====== Data for analysis
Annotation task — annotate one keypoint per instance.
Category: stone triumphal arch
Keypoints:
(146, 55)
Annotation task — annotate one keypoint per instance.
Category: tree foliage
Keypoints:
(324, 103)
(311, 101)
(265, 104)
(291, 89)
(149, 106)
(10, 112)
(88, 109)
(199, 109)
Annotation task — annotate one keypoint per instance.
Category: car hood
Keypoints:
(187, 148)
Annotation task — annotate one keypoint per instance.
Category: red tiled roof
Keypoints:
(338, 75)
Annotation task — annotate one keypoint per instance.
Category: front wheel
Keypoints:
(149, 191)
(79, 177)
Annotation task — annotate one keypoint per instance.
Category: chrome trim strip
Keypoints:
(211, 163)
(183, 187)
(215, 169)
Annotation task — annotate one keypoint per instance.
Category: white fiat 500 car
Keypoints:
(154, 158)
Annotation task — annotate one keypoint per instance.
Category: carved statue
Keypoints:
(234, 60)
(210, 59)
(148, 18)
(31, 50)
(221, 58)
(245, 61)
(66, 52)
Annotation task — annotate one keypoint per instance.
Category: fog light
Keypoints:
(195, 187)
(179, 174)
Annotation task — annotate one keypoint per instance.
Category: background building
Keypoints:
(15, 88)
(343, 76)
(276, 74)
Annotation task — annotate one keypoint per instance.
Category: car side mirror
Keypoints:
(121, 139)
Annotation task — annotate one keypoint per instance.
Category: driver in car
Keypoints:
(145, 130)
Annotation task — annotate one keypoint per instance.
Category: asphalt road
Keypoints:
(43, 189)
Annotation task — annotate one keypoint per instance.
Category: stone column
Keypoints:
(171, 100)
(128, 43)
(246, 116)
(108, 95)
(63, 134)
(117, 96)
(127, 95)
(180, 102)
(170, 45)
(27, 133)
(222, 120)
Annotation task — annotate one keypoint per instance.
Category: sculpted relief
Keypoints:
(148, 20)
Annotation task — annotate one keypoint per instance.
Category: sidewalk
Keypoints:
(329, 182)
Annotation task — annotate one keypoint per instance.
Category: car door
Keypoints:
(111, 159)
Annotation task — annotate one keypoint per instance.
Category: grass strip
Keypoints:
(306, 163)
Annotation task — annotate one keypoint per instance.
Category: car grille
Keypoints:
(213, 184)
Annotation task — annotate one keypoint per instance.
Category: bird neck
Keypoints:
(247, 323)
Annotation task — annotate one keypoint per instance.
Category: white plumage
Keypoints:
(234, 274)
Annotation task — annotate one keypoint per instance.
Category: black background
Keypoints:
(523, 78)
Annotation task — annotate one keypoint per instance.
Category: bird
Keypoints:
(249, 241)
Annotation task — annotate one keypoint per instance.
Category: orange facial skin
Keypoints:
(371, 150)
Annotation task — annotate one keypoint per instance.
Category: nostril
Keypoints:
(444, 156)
============
▸ Work instructions: Please print the material again in full, exactly as it is.

▸ Your solution:
Annotation task — annotate one keypoint per instance.
Category: stone triumphal arch
Keypoints:
(146, 55)
Annotation task — annotate one keypoint per instance.
Category: tree foliage
Keypoints:
(324, 103)
(311, 101)
(265, 104)
(291, 89)
(149, 106)
(10, 112)
(88, 109)
(199, 109)
Annotation task — annotate one keypoint per instance.
Category: car hood
Keypoints:
(187, 148)
Annotation task — annotate one keypoint per instance.
Category: red tiled roof
Keypoints:
(338, 75)
Annotation task — annotate one keypoint per instance.
Category: front wheel
Keypoints:
(149, 191)
(79, 177)
Annotation task — annotate one keypoint per instance.
Category: chrome trim strip
Keypoints:
(211, 163)
(183, 187)
(215, 169)
Annotation task — annotate one keypoint per instance.
Category: white fiat 500 car
Keypoints:
(154, 158)
Annotation task — annotate one keypoint per instance.
Category: carved statue
Keypoints:
(234, 60)
(210, 59)
(148, 18)
(31, 50)
(221, 58)
(245, 61)
(66, 52)
Annotation task — annotate one keypoint per instance.
Category: fog light
Keypoints:
(195, 187)
(179, 174)
Annotation task — annotate one keypoint per instance.
Category: background building
Keypoints:
(15, 88)
(343, 76)
(276, 74)
Annotation task — annotate one keypoint per instance.
Category: car side mirror
Keypoints:
(121, 139)
Annotation task — annotate one keypoint per instance.
Category: driver in car
Keypoints:
(145, 130)
Annotation task — annotate one keypoint per instance.
Category: asphalt road
Keypoints:
(43, 189)
Annotation task — annotate one keypoint per instance.
Category: stone column
Keypoints:
(171, 100)
(128, 43)
(246, 116)
(108, 95)
(63, 134)
(117, 96)
(127, 95)
(180, 102)
(170, 45)
(27, 133)
(222, 120)
Annotation task — annotate one keypoint per instance.
Category: sculpted relief
Keypoints:
(148, 20)
Annotation task — annotate one keypoint per instance.
Category: sidewalk
Keypoints:
(329, 182)
Annotation task — annotate one keypoint per instance.
Category: car door
Keypoints:
(111, 159)
Annotation task — annotate one keypoint per instance.
Category: grass strip
Keypoints:
(306, 163)
Annotation task — annotate one keypoint per instance.
Category: car grille
Keypoints:
(213, 184)
Annotation task — annotate one keypoint per instance.
Category: bird neck
Keypoints:
(247, 323)
Annotation task — annotate one keypoint per instance.
Category: white plumage
Keypoints:
(234, 274)
Annotation task — annotate one keypoint per instance.
Category: black background
Keypoints:
(523, 78)
Annotation task — annotate one keypoint per instance.
Category: bird
Keypoints:
(249, 241)
Annotation task — annotate one keypoint per instance.
Category: orange facial skin
Keypoints:
(371, 150)
Annotation task — annotate one keypoint per instance.
Category: nostril
Keypoints:
(444, 156)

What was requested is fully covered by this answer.